- Esercizi
1 > Rispondi in base all'articolo sulle Case bianche:
(a) Chi firma l'articolo?
(b) A che ora è citata via Salomone?
(c) Da chi è presidiato il casermone?
2 > Cita dall'articolo sulle Case bianche tutto il testo che va da "Si sente una" giù fino a "e dal degrado.".
3 > Puoi riscrivere in forma più breve il paragrafo dell'articolo sulle Case bianche che comincia con "Si sente una voce", mantenendone i fatti principali?

- Brano da leggere
Corriere della Sera (Milano)

NIENTE È PIÙ COME PRIMA

Emozione alle Case bianche. Don Augusto: qui siamo abituati a seminare

- Di Giangiacom­o Schiavi

Si sente una voce. «Oggi non siamo più i dimenticat­i». Via Salomone alle 8.30 non è periferia. È un immenso teatro popolare. E Milano è bellissima vista da qui, anche davanti allo sgangherat­o casermone presidiato da polizia e carabinier­i, dove il disagio è sommerso da un’ondata di gente che agita striscioni e foulard con la scritta del Papa. Non è più Siberia, questa. Non è più il confine dove nascondere il mondo degli esclusi, sepolti negli anni dall’incuria e dal degrado.

- Dati da esaminare

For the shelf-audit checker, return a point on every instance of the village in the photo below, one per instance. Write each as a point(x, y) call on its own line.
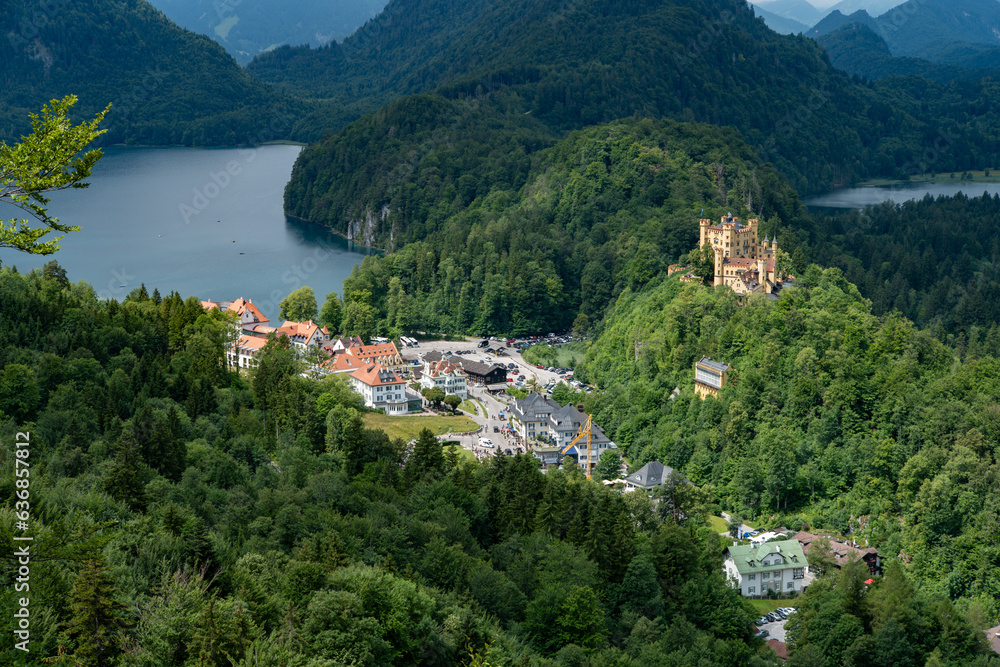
point(407, 377)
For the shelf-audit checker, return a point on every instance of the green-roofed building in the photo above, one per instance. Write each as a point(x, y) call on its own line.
point(777, 566)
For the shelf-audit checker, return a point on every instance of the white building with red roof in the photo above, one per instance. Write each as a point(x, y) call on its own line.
point(244, 352)
point(384, 354)
point(248, 315)
point(305, 333)
point(381, 388)
point(446, 375)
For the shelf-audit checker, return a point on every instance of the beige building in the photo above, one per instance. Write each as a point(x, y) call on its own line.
point(709, 377)
point(741, 261)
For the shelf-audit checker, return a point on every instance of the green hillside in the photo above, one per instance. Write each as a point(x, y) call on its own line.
point(246, 28)
point(834, 418)
point(570, 67)
point(167, 85)
point(520, 241)
point(227, 521)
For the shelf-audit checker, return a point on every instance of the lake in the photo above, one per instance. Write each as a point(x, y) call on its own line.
point(202, 222)
point(866, 196)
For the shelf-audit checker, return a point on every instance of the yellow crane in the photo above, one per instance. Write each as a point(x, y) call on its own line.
point(585, 431)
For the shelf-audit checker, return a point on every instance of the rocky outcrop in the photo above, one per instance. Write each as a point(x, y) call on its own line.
point(364, 230)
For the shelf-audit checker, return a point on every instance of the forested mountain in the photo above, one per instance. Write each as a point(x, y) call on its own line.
point(780, 24)
point(246, 28)
point(834, 419)
point(835, 20)
point(799, 11)
point(935, 261)
point(960, 35)
point(184, 516)
point(570, 68)
point(918, 25)
point(167, 85)
point(518, 240)
point(857, 50)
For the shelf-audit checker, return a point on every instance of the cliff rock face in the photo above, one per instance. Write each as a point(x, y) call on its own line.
point(363, 230)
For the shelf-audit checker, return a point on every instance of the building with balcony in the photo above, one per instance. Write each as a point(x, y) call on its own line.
point(778, 567)
point(709, 377)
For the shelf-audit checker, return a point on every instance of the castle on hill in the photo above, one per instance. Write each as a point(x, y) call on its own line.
point(742, 262)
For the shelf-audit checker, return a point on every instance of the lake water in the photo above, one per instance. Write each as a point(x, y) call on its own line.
point(859, 197)
point(202, 222)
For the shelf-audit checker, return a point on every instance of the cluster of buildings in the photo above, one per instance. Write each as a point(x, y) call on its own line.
point(537, 418)
point(770, 565)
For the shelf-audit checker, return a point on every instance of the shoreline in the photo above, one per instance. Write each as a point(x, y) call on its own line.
point(341, 235)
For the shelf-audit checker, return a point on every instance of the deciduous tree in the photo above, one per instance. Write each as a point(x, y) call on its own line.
point(47, 160)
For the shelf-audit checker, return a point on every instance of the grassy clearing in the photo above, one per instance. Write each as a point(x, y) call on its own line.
point(409, 427)
point(560, 356)
point(943, 177)
point(462, 451)
point(718, 523)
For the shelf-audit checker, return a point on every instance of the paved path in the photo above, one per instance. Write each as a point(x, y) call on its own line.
point(743, 527)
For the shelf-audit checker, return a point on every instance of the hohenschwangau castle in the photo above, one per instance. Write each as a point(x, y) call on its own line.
point(742, 262)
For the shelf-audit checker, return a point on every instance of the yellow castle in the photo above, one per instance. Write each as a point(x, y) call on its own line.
point(741, 261)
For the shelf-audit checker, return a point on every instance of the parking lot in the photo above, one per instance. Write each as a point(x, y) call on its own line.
point(471, 350)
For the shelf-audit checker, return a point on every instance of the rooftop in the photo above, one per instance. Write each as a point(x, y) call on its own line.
point(717, 366)
point(778, 555)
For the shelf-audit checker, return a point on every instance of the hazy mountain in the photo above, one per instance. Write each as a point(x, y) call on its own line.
point(835, 20)
point(247, 28)
point(780, 24)
point(919, 26)
point(797, 10)
point(168, 85)
point(872, 7)
point(964, 54)
point(856, 49)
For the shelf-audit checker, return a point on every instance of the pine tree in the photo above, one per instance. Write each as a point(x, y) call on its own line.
point(124, 480)
point(96, 616)
point(427, 458)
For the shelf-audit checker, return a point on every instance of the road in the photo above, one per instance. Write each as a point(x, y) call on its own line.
point(512, 355)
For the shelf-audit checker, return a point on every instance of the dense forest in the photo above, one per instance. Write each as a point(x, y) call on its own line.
point(835, 419)
point(602, 209)
point(934, 261)
point(198, 517)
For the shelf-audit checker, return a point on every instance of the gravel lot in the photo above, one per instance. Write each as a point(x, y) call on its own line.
point(512, 356)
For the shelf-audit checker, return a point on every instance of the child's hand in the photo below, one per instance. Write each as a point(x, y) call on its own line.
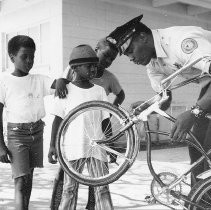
point(4, 155)
point(52, 156)
point(61, 89)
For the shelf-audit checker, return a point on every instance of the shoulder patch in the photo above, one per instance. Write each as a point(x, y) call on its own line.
point(189, 45)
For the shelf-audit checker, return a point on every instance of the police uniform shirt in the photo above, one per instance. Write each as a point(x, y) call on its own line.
point(176, 47)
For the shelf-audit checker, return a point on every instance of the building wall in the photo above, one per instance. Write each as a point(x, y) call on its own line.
point(87, 21)
point(19, 15)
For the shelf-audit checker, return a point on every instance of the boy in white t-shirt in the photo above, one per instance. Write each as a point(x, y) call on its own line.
point(21, 94)
point(83, 61)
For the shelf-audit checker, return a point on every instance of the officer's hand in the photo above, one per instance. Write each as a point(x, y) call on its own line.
point(134, 107)
point(165, 105)
point(5, 156)
point(52, 156)
point(61, 88)
point(182, 125)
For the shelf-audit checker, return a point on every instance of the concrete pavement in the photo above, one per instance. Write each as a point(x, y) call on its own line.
point(128, 193)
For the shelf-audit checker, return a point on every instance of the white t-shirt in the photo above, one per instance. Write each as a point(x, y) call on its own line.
point(77, 136)
point(23, 96)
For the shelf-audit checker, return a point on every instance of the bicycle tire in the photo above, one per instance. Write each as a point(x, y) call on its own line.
point(200, 194)
point(127, 156)
point(57, 190)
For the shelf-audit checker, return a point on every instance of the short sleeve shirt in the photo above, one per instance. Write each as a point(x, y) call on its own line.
point(23, 97)
point(78, 133)
point(175, 47)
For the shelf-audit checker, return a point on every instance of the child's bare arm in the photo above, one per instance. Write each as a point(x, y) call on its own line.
point(52, 156)
point(4, 152)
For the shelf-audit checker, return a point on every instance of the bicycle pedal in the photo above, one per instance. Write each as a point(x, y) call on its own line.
point(150, 199)
point(204, 174)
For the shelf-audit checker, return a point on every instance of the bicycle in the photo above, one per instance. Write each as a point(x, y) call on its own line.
point(166, 187)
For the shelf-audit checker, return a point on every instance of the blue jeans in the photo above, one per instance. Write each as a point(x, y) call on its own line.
point(25, 143)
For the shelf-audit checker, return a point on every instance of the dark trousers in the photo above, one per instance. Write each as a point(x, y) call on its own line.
point(202, 131)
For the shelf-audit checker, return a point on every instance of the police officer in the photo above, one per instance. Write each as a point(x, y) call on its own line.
point(164, 51)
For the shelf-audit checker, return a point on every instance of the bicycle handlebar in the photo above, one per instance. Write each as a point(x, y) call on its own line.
point(182, 69)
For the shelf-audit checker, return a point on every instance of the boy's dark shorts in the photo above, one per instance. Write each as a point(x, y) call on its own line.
point(25, 143)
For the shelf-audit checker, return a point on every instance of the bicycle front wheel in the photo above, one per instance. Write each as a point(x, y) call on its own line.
point(103, 139)
point(201, 195)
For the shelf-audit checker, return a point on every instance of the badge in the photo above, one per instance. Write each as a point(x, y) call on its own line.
point(189, 45)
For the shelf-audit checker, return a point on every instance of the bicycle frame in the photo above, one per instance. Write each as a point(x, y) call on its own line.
point(153, 106)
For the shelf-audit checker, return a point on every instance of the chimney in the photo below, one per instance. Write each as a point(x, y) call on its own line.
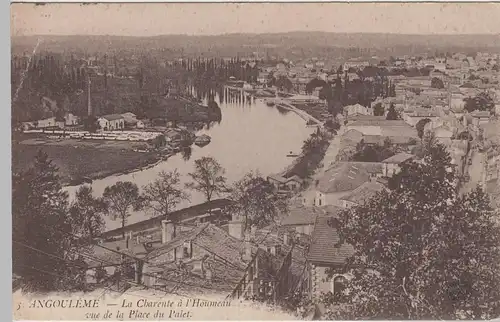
point(235, 227)
point(286, 238)
point(248, 249)
point(208, 274)
point(253, 231)
point(167, 231)
point(89, 102)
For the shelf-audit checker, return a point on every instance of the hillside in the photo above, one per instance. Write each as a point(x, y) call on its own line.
point(228, 44)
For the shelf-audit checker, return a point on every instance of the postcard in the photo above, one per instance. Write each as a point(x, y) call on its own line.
point(255, 161)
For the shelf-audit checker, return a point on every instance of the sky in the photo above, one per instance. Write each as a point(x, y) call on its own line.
point(149, 19)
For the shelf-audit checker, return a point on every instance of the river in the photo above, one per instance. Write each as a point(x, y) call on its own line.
point(251, 136)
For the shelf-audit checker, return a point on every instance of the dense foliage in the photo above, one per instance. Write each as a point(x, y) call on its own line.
point(43, 233)
point(165, 193)
point(257, 201)
point(208, 178)
point(481, 102)
point(422, 250)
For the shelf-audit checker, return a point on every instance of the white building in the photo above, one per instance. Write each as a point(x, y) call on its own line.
point(111, 122)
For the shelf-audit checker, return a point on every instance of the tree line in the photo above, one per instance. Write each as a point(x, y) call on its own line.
point(46, 221)
point(422, 249)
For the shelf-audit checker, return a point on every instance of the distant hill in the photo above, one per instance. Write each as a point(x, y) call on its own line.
point(240, 43)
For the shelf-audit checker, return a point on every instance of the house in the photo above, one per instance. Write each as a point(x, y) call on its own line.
point(327, 253)
point(382, 127)
point(48, 122)
point(292, 183)
point(343, 178)
point(362, 194)
point(111, 122)
point(49, 104)
point(205, 259)
point(413, 116)
point(198, 213)
point(263, 78)
point(391, 165)
point(480, 117)
point(444, 134)
point(71, 120)
point(357, 109)
point(302, 219)
point(132, 121)
point(395, 140)
point(303, 99)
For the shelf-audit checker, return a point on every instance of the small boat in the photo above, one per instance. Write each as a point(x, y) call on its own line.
point(202, 140)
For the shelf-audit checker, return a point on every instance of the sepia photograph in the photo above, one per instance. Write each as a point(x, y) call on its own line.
point(255, 161)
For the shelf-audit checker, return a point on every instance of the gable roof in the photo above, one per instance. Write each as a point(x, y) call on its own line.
point(379, 139)
point(344, 176)
point(399, 158)
point(307, 215)
point(112, 117)
point(364, 192)
point(177, 215)
point(377, 122)
point(324, 246)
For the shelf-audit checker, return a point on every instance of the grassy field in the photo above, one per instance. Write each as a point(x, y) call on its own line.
point(77, 159)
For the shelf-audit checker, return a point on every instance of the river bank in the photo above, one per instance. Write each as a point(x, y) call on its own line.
point(80, 162)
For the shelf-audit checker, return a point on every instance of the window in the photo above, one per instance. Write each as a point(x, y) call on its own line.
point(339, 285)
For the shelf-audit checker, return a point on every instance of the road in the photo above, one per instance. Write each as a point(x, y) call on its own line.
point(475, 171)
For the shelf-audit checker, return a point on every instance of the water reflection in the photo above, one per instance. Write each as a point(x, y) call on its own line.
point(186, 153)
point(249, 136)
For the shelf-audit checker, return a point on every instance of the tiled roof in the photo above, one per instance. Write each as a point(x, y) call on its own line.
point(483, 114)
point(178, 215)
point(112, 117)
point(379, 139)
point(223, 256)
point(377, 122)
point(493, 189)
point(423, 113)
point(364, 192)
point(405, 131)
point(343, 176)
point(399, 158)
point(307, 215)
point(324, 245)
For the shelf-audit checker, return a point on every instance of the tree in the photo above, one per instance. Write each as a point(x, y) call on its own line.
point(87, 213)
point(392, 114)
point(164, 194)
point(90, 124)
point(120, 198)
point(437, 83)
point(41, 226)
point(208, 178)
point(378, 109)
point(420, 126)
point(283, 83)
point(481, 102)
point(422, 250)
point(257, 201)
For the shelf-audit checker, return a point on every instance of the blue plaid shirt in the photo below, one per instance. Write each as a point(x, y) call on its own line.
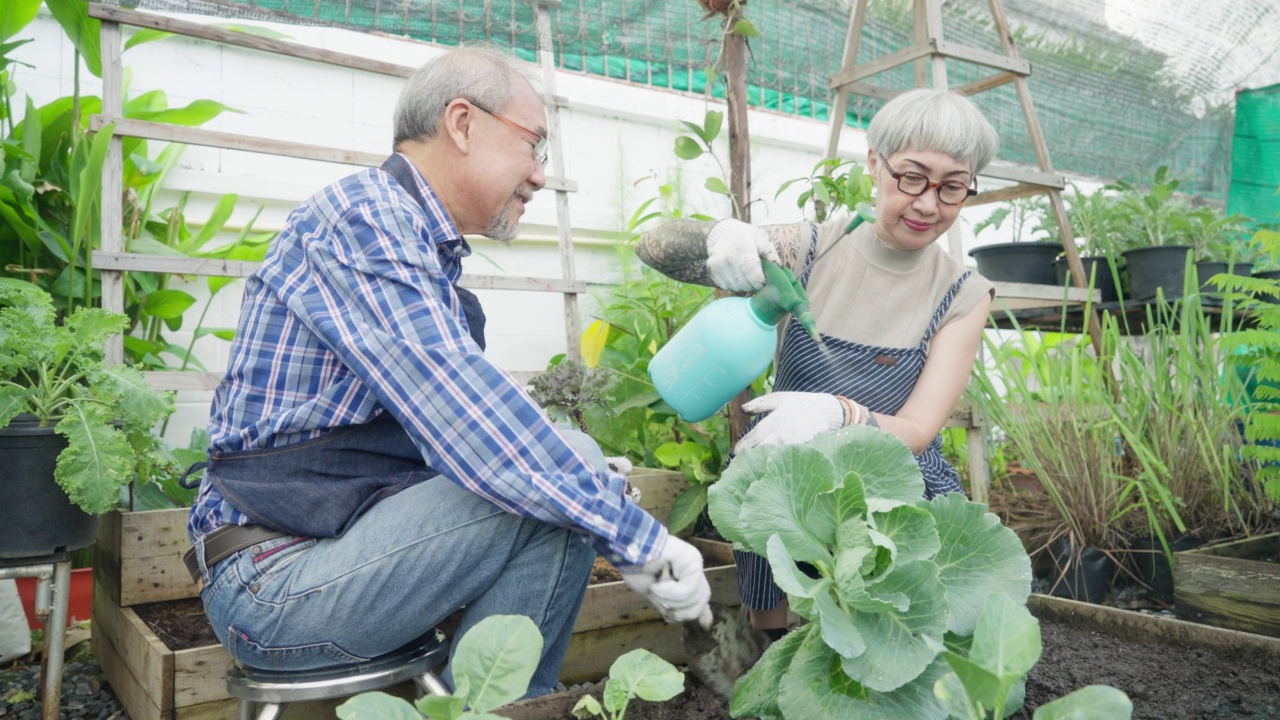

- Risposte
1 >
(a) Giangiacomo Schiavi.
(b) Alle 8.30.
(c) Da polizia e carabinieri.

2 >
Si sente una voce. «Oggi non siamo più i dimenticat­i». Via Salomone alle 8.30 non è periferia. È un immenso teatro popolare. E Milano è bellissima vista da qui, anche davanti allo sgangherat­o casermone presidiato da polizia e carabinier­i, dove il disagio è sommerso da un’ondata di gente che agita striscioni e foulard con la scritta del Papa. Non è più Siberia, questa. Non è più il confine dove nascondere il mondo degli esclusi, sepolti negli anni dall’incuria e dal degrado.

3 > Alle 8.30 in via Salomone una voce dice: «Oggi non siamo più i dimenticati». La periferia diventa un immenso teatro popolare. Davanti al casermone malandato, presidiato da polizia e carabinieri, una folla agita striscioni e foulard con la scritta del Papa. Il quartiere non è più la Siberia, il confine dove nascondere gli esclusi, sepolti per anni dall'incuria e dal degrado.